Exercise data –
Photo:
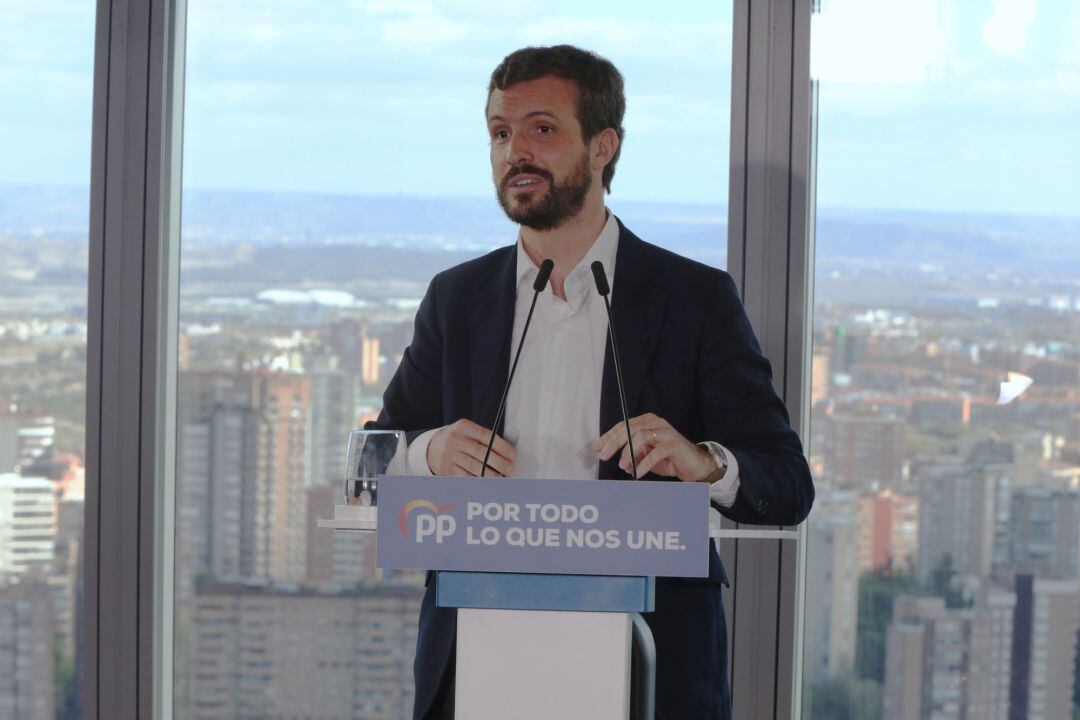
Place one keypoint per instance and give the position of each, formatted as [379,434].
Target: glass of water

* * *

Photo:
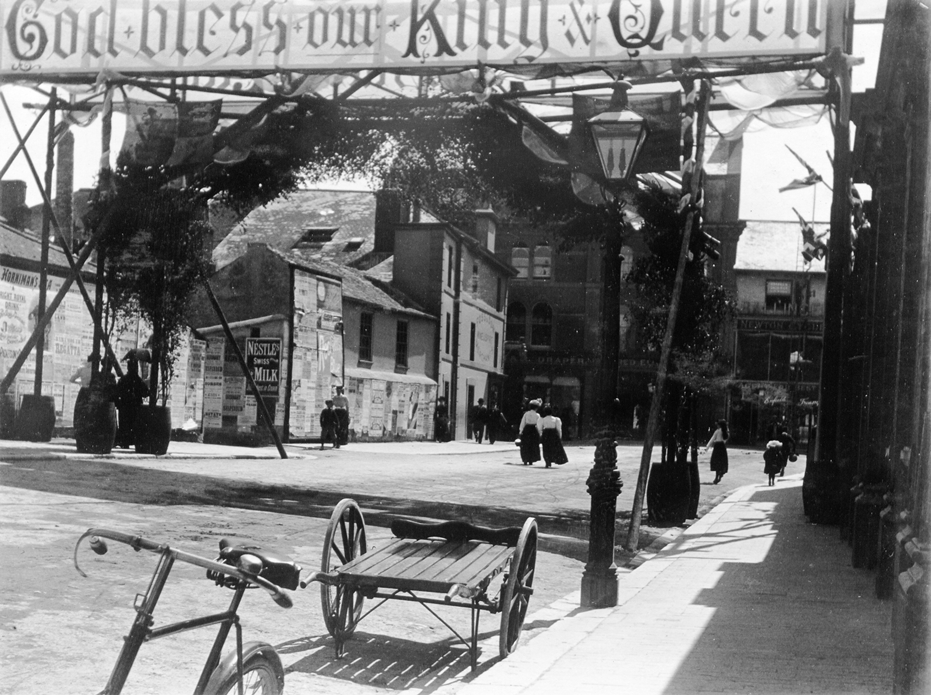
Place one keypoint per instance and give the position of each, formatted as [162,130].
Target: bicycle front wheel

Work to complete – Report how many lines of the records above contain the word "each", and give only that number.

Response – 2